* **Problems to solve**:
A – Which version of MetaPhlAn 4, including its date, did the poster of the MetaPhlAn 4 forum post run?
B – List every command-line option (flag) used in the metaphlan command shown in the MetaPhlAn 4 forum post.
C – Repeat the MetaPhlAn 4 forum post word for word from "1. How can you" to "beta diversity measures.".

Differentiating between "kSGBs" and "uSGBs" in MetaPhlAn 4

Hi,

I ran MetaPhlAn 4 (version 4.0.1 (24 Aug 2022)) with the following script:
metaphlan SAMPLE_paired_1.fastq,SAMPLE_paired_2.fastq --bowtie2out SAMPLE_hostremoved.bowtie2.bz2 --nproc 5 --input_type fastq -t rel_ab_w_read_stats --unclassified_estimation --bowtie2db=/home/bmtalbo/miniconda3/envs/metaphlan4/lib/python3.7/site-packages/metaphlan/metaphlan_databases --index mpa_vOct22_CHOCOPhlAnSGB_202212 -o metaphlan4_output/$SAMPLE_profiled_metagenome.txt

I think it’s really interesting to have the SGBs identified in the output. However, I’m unclear about two things:

  1. How can you tell the difference between “kSGBs” and "uSGB"s in the output? As far as I can see, there is only “SGB”, included, sometimes preceeded by “unclassified”. Is that the delimiter?

  2. How should I interpret the level of certainty for lower taxonomic grouping (ie a species) for lines where the higher taxonomic order is determined to be “unclassified”? I’m not interested in the strain-level differences for my analysis, but want to accurately identify all my unique species in the sample for alpha and beta diversity measures.

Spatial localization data
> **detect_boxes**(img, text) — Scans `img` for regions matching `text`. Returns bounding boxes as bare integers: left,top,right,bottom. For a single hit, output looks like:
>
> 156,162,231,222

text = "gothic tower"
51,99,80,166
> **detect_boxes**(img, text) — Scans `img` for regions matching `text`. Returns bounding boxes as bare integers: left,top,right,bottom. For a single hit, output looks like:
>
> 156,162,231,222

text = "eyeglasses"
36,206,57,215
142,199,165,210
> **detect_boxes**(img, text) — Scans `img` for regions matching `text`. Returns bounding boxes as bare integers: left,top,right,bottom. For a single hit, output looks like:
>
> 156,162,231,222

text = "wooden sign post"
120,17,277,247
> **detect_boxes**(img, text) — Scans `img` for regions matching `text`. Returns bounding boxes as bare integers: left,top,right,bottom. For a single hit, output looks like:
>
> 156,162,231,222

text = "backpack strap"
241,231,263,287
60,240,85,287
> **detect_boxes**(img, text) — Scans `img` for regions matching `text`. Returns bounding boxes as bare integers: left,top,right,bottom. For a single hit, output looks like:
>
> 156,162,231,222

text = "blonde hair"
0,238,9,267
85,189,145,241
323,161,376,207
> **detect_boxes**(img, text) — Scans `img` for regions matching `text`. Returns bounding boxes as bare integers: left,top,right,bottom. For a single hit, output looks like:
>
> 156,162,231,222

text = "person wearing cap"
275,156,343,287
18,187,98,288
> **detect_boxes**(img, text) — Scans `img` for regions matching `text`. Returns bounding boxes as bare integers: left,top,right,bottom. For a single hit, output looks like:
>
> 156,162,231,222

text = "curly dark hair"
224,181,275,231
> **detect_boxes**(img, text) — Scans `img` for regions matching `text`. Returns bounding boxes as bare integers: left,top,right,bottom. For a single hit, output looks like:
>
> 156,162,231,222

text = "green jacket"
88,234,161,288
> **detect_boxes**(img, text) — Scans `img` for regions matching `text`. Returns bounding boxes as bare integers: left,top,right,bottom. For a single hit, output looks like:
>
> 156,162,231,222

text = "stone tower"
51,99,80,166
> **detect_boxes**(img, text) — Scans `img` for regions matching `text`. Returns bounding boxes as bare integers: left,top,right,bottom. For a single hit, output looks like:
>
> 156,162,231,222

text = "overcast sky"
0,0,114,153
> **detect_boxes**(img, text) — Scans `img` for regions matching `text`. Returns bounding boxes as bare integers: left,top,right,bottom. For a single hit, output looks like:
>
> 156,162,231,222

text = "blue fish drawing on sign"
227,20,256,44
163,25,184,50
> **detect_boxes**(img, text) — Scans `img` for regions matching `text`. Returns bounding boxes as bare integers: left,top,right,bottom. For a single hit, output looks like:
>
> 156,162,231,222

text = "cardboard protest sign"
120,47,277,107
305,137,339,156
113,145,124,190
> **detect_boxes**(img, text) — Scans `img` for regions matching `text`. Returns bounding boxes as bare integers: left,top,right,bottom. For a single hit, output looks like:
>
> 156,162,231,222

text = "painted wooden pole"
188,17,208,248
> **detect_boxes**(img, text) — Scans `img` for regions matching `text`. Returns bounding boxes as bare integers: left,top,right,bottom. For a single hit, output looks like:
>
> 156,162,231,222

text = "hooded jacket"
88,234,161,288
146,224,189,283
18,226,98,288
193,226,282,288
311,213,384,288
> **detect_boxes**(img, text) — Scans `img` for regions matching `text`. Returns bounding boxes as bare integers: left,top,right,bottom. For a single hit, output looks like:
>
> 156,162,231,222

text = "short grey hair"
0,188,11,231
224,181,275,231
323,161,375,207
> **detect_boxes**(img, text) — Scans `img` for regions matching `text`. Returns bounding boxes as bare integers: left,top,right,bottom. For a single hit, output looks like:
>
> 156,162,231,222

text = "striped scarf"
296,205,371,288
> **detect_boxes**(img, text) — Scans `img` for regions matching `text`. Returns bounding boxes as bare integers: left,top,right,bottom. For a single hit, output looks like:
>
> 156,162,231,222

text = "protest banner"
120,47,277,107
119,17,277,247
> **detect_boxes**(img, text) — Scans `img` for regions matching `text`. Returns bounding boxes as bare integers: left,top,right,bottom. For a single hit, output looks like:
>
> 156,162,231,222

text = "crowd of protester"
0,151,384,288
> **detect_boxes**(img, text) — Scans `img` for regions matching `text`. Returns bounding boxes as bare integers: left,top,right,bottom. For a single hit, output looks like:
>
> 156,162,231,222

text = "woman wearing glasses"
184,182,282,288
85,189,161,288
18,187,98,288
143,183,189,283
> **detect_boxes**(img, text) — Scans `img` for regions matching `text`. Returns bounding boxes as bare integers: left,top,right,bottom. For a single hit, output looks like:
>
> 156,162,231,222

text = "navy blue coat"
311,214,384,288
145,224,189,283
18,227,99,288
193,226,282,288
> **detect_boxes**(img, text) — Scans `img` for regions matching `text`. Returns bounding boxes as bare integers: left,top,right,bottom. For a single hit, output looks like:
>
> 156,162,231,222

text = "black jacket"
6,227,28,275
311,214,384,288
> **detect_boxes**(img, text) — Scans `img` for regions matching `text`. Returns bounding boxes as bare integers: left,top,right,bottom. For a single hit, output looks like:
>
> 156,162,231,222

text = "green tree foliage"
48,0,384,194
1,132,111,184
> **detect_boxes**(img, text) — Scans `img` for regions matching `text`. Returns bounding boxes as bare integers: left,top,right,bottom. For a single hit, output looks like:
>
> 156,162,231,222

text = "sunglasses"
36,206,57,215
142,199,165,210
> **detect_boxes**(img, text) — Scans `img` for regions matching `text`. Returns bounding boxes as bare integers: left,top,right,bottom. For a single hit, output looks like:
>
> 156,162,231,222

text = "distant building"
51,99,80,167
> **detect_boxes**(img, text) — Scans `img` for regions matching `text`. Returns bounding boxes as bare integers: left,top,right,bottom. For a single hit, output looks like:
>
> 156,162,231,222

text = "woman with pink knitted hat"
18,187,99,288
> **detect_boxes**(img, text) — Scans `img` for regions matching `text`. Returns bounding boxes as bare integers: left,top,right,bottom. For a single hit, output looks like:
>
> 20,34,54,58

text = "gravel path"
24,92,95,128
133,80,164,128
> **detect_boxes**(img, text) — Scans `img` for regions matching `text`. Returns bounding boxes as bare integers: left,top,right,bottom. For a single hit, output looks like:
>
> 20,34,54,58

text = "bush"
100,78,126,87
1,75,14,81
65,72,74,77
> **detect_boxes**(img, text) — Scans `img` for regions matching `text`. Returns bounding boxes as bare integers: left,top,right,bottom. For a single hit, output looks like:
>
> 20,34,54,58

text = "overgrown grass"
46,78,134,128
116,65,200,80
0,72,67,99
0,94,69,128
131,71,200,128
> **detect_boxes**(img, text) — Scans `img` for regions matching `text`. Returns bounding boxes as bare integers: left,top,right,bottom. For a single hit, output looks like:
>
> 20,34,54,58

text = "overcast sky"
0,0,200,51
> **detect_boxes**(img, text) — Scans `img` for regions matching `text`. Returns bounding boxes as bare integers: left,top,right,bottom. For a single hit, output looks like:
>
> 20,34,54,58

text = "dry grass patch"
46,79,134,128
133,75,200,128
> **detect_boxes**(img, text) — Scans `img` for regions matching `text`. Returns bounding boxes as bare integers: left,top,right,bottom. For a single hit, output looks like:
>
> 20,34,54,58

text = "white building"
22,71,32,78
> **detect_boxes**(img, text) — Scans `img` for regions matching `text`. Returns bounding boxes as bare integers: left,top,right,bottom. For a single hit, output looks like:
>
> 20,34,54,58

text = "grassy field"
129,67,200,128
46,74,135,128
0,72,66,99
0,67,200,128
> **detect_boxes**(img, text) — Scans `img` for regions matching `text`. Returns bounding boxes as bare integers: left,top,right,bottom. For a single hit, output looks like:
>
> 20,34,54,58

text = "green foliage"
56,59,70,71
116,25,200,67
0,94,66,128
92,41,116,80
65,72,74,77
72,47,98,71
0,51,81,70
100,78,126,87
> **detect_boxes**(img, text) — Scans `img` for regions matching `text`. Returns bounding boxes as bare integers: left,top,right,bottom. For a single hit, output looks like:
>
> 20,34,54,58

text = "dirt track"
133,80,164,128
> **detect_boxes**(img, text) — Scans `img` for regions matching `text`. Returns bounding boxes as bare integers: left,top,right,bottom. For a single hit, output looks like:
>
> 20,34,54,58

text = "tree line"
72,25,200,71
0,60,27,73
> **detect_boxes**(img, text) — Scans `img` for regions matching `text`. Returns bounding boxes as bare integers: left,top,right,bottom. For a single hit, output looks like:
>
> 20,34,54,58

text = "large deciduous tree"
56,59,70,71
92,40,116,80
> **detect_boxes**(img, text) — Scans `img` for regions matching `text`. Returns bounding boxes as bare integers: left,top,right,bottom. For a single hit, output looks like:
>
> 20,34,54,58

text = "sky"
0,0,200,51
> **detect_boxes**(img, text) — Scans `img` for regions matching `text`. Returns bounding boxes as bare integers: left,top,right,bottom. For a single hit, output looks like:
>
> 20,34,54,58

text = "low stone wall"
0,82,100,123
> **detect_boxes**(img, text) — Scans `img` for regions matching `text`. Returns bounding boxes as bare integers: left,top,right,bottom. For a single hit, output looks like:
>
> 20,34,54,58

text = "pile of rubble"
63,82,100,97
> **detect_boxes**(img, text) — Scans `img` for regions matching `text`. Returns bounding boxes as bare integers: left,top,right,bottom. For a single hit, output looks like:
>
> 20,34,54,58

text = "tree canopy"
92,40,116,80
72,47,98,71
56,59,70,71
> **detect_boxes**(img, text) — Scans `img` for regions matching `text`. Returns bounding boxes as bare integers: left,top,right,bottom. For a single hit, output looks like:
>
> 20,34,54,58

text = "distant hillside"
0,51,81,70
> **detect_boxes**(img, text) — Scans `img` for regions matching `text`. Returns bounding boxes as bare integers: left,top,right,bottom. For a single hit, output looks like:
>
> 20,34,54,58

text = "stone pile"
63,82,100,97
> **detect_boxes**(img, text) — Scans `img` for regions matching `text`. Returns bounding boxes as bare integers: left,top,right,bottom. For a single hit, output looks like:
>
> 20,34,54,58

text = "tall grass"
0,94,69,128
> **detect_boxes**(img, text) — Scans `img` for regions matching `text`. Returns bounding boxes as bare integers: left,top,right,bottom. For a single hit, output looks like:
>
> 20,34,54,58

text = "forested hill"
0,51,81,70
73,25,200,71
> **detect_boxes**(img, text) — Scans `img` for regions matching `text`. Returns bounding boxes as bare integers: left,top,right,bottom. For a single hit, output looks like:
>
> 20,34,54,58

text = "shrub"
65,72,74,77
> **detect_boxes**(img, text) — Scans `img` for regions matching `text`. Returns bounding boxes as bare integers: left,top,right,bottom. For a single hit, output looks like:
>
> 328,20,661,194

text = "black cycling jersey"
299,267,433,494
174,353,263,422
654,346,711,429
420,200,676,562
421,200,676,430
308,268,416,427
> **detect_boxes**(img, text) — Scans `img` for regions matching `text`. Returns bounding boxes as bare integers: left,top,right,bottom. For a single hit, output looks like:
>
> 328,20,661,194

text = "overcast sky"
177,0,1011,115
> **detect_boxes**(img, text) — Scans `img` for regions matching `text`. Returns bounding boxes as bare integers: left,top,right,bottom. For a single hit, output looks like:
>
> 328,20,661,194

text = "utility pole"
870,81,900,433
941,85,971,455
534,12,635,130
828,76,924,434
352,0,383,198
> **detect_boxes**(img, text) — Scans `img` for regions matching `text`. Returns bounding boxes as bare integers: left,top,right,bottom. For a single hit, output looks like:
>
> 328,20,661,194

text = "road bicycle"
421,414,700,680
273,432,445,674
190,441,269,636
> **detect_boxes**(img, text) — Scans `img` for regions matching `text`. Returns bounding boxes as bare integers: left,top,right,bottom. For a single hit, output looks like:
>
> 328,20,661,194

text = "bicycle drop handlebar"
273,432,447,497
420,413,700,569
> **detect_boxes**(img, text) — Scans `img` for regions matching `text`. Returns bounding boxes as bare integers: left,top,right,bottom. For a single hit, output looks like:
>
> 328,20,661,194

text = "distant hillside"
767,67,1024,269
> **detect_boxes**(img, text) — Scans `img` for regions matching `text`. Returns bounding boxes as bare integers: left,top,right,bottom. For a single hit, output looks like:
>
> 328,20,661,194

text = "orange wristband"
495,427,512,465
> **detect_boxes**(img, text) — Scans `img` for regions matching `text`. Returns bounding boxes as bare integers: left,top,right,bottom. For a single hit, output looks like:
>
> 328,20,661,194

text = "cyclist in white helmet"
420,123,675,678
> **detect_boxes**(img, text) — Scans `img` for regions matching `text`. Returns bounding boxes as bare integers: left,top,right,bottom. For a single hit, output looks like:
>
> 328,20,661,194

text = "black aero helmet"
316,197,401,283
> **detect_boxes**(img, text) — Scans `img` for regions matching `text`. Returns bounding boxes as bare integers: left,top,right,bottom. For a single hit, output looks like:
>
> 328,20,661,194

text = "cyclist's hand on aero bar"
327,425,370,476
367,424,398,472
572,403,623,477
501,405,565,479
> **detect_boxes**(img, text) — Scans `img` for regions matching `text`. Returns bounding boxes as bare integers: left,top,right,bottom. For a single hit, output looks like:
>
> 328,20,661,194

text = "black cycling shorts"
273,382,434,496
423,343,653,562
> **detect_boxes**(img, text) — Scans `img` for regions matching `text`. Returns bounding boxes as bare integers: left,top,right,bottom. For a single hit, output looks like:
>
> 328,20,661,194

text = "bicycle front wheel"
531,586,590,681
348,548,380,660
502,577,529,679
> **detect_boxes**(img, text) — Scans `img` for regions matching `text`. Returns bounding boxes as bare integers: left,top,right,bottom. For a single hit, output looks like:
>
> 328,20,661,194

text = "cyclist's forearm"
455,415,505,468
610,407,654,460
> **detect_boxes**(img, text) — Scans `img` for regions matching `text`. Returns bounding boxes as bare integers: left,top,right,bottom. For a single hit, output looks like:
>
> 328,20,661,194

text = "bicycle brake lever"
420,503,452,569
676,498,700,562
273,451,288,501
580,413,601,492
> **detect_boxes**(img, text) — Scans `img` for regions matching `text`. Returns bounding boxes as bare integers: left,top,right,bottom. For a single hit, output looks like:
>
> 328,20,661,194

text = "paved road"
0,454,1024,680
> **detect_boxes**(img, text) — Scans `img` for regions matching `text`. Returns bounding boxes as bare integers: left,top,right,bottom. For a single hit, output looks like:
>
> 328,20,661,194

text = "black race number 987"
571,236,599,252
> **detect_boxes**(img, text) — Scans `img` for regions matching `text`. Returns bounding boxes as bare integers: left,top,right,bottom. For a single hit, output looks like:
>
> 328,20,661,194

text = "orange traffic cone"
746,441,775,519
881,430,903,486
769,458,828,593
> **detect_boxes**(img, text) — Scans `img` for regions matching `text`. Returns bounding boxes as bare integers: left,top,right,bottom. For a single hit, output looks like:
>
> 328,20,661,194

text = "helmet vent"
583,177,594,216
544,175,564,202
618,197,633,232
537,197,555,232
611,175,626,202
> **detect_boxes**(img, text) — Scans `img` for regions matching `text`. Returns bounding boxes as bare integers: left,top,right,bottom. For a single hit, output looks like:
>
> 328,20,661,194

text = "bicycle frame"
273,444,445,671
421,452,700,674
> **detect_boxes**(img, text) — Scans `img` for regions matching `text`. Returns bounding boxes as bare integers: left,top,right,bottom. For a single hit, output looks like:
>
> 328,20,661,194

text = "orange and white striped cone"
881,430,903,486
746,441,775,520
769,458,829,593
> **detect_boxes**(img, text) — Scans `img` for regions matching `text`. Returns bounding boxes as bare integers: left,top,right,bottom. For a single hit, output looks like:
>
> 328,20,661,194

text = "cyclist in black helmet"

* **Solutions by task**:
A – Version 4.0.1 (24 Aug 2022).

B –
--bowtie2out
--nproc
--input_type
-t
--unclassified_estimation
--bowtie2db
--index
-o

C –
1. How can you tell the difference between “kSGBs” and "uSGB"s in the output? As far as I can see, there is only “SGB”, included, sometimes preceeded by “unclassified”. Is that the delimiter?

  2. How should I interpret the level of certainty for lower taxonomic grouping (ie a species) for lines where the higher taxonomic order is determined to be “unclassified”? I’m not interested in the strain-level differences for my analysis, but want to accurately identify all my unique species in the sample for alpha and beta diversity measures.